• 取り組む課題
• A. タゴヴァイロアに関する記事の「具体的には、タゴヴァイロアの」から「くらかあるね」と続けている。」までを、一字一句変えずに出力してください。
• B. タゴヴァイロアに関する記事の最後の文に続けて、その先を引き継いで書いてください。

• 文書の抜粋
批判に屈せず“最高な”ディープボールを披露したドルフィンズQBタゴヴァイロア
2022年06月03日(金) 15:37マイアミ・ドルフィンズが今オフシーズンにオフェンスの大改革を行った後、マイアミではトゥア・タゴヴァイロアのクオーターバック(QB)としての能力を疑問視する声が広がっていた。
具体的には、タゴヴァイロアの腕の強さに対して疑いが強まっている。ドルフィンズの新ヘッドコーチ(HC)マイク・マクダニエルは現地2日(木)の練習後にQBの腕にどれほど自信があるかと問われた際に、そうした疑問を持たれていることを十分に承知している様子を見せた。
マクダニエルHCは報道陣におどけた調子で「今日は良いディープボールがあったってこと?」と質問し、「成功率にかなりの自信があったかって? いくらかあるね」と続けている。
タゴヴァイロアがワイドレシーバー(WR)タイリーク・ヒルに向かって投げたディープパスの成功はドルフィンズの練習を締めくくるのに十分にふさわしいものだった。それはタゴヴァイロアのディープボールが向上したことを示す一例に過ぎないかもしれないが、それによって24歳のQBは批判に堂々と対処する機会を得ている。ちなみに、ヒルはドルフィンズが今オフシーズンに獲得した選手の中で最も注目を集めた選手だ。
タゴヴァイロアは「俺はそれをゾーン分けしているだけだ」と語っている。「つまり、俺たちは練習に来ているけど、他のみんな、“Twitter(ツイッター)”戦士とかキーボード戦士(インターネット上で挑発的な内容を投稿をする人)とか、どう呼んでもいいけど、彼らはここで俺たちと一緒に一生懸命に練習しているわけじゃない。だから、最後のタイリークへの一球を録画したかどうか知らないし――あなたはどうか知らないけど、あれは最高だったんじゃないか」
一連の攻撃陣のアップグレードの中で見過ごされている存在であるマクダニエルHCは、ディープボールをどう考えているのかについて、コーチと選手の両方の視点から次のように説明した。
「クオーターバックに関して、いつもおかしいと思うことがある。クオーターバックが投げる時間があるプレーしか計画できないし、それは一般的に歴史的な観点から見たプレーの時間内を指す。いわゆるワンヒッチ・タイミングに55ヤードや60ヤード以上、レシーバーを奥にやるわけにはいかない。だから、前提として60ヤードを投げられるだけの腕力を持たなければならず、予測ができず、何が起こるのかを確認してからでないと投げられない場合は、70ヤードを投げる必要があると私は考えている。なぜなら、それを確認するために待たなければならないし、そうすればレシーバーはさらに遠くに行けるからだ。願わくはプロテクションがあって欲しいね。私がリーグに参加した2005年以降にずっと続けている方法は、クオーターバックがディフェンスを見極めることができ、それが正確であれば60ヤードを投げられるかどうかを評価するというものだ」

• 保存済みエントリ
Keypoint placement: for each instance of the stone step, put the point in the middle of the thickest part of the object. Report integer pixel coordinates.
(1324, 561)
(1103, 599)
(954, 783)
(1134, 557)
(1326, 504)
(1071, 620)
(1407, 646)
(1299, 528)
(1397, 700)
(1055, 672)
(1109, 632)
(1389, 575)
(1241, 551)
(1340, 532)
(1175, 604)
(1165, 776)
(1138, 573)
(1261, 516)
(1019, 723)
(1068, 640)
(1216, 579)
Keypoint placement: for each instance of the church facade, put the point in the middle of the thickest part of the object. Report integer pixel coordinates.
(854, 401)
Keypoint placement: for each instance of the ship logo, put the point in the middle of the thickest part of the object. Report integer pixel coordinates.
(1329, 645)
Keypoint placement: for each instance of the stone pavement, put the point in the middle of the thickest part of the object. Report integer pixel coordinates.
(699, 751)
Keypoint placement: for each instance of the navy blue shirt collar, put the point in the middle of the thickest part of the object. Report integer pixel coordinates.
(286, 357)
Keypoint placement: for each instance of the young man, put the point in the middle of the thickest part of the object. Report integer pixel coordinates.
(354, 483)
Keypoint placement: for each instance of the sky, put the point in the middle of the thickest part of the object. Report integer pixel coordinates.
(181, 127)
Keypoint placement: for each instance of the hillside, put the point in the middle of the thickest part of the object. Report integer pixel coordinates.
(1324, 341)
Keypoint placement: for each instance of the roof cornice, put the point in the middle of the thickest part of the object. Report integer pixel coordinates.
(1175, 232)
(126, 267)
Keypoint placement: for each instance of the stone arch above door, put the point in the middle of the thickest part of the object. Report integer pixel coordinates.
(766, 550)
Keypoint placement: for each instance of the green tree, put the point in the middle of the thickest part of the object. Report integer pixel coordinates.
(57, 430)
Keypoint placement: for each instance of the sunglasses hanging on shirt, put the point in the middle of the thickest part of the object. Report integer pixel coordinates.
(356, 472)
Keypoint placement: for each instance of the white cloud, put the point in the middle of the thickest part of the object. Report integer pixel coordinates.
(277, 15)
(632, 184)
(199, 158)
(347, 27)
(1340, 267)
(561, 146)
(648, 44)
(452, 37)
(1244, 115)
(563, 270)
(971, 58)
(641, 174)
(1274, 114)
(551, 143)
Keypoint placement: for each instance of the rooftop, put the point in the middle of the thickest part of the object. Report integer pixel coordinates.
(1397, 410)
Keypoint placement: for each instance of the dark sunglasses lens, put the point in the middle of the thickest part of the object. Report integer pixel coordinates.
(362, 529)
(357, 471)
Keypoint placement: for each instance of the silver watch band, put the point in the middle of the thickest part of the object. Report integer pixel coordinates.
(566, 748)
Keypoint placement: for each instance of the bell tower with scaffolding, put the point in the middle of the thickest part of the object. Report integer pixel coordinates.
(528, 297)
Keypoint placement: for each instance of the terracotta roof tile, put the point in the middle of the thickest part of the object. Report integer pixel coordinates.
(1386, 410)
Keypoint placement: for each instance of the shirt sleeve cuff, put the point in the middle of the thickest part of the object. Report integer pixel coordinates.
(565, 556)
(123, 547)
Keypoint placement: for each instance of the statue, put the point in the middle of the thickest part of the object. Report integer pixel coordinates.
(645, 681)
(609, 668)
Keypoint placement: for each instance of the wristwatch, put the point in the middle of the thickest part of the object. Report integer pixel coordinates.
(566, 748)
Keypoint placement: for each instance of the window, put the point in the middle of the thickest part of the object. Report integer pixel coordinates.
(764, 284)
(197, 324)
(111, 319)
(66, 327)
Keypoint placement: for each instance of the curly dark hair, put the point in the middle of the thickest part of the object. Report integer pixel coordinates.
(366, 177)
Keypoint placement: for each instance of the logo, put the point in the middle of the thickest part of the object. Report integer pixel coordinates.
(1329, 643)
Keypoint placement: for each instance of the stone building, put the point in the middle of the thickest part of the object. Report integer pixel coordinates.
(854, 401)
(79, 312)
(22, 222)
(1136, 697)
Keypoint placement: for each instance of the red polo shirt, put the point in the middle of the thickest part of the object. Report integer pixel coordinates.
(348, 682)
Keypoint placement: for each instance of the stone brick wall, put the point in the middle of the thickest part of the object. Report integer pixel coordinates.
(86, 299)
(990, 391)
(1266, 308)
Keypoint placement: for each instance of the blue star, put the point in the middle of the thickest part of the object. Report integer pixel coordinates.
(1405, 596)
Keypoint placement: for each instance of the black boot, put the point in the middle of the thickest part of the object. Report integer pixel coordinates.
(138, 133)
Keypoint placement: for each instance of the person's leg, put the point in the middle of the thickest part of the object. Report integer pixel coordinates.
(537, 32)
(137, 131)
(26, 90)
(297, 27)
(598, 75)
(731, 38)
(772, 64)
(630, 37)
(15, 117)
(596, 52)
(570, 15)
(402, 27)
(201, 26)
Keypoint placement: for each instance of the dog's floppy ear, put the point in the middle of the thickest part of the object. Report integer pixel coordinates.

• 解いた問題
• A.
具体的には、タゴヴァイロアの腕の強さに対して疑いが強まっている。ドルフィンズの新ヘッドコーチ(HC)マイク・マクダニエルは現地2日(木)の練習後にQBの腕にどれほど自信があるかと問われた際に、そうした疑問を持たれていることを十分に承知している様子を見せた。
マクダニエルHCは報道陣におどけた調子で「今日は良いディープボールがあったってこと?」と質問し、「成功率にかなりの自信があったかって? いくらかあるね」と続けている。

• B.
「彼は今日、55ヤードのパスを投げていたかもしれないが、だからこそ選手たちから不安の声がまったく聞こえてこないのだ。彼らもそれが分かっているからだろう。フィールドを見渡すことに関しては、十分に速いし素晴らしい。彼は85ヤードのボールを投げるわけではないが、フットボール史上最高のオフェンシブラインがない限り、85ヤードを投げられる選手を実用化することはできないと思う。そして、最大限のプロテクトをするときにディフェンスはラッシャーを追加するだけでは不十分だ」
タゴヴァイロアはドルフィンズと長期的な契約を結ぶかどうかを判断される重要な3シーズン目を迎えようとしている。しかし、今回慣れなければならないマクダニエルHCのシステムが、ドラフト全体5位指名を受けてNFL入りしてから3つ目のものであるということはタゴヴァイロアにとって不利な状況を生み出していると言えよう。今のところ、マクダニエルHCはタゴヴァイロアの成長に満足しており、彼が初めて逆境に直面したときの成長について、鋭い洞察を踏まえて詳細に語った。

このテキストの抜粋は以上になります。